Neuronal Plasticity and Gene Regulation (Spring)

This module will consider how cellular and molecular mechanisms interact in the regulation of neural functions underlying plasticity. Particular emphasis will be placed on mechanisms that mediate the acquisition, processing and storage of information by the nervous system. The role of unconventional neurotransmitters such as endogenous nitric oxide and endocannabinoids in neuronal plasticity will also be discussed. This will be followed by lectures on unconventional molecular mechanisms controlling gene expression in the CNS. Specifically, we will review the recent advances in our understanding of how epigenetic regulation and non-coding RNAs contribute to functional plasticity in the nervous system.

Protein Form and Function (Spring)

Proteins underlie all biological processes. The question is how? The PFF module will help you puzzle over this question: the fields of protein folding, engineering and design are in their infancies, and we have much to learn before we fully understand and can manipulate proteins. What is clear, however, is that protein structure is central to protein function. This module will provide a sense of how protein structures are related to each other and of how these structures relate to protein function. More importantly, however, this module will equip you with the necessary knowledge and skills to allow you to learn about and appreciate the remarkable class of molecule.

» **REQUIRED WORK**
1. Answer these questions from the module descriptions:
(a) Which unconventional neurotransmitters are named in the plasticity module?
(b) Which fields does the protein module describe as being in their infancies?
(c) What two topics will be reviewed for their role in functional plasticity?
2. Please copy the part of the module descriptions that opens with the words "Proteins underlie all" and closes with "class of molecule.", swapping "infancies" for "early stages".
3. According to the module descriptions, why is the question of how proteins underlie biological processes still something to puzzle over?

[Stored items]
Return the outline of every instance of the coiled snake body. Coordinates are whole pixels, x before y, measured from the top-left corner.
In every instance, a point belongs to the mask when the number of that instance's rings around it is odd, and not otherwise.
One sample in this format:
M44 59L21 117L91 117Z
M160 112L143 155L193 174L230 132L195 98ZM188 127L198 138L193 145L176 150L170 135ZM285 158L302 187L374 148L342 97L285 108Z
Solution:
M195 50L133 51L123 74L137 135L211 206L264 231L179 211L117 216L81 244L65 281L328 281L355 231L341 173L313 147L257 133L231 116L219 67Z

» **ANSWERS PROVIDED**
1.
(a) Endogenous nitric oxide and endocannabinoids
(b) Protein folding, engineering and design
(c) Epigenetic regulation and non-coding RNAs

2.
Proteins underlie all biological processes. The question is how? The PFF module will help you puzzle over this question: the fields of protein folding, engineering and design are in their early stages, and we have much to learn before we fully understand and can manipulate proteins. What is clear, however, is that protein structure is central to protein function. This module will provide a sense of how protein structures are related to each other and of how these structures relate to protein function. More importantly, however, this module will equip you with the necessary knowledge and skills to allow you to learn about and appreciate the remarkable class of molecule.

3. The fields of protein folding, engineering and design are in their infancies. Much remains to be learned before proteins can be fully understood and manipulated.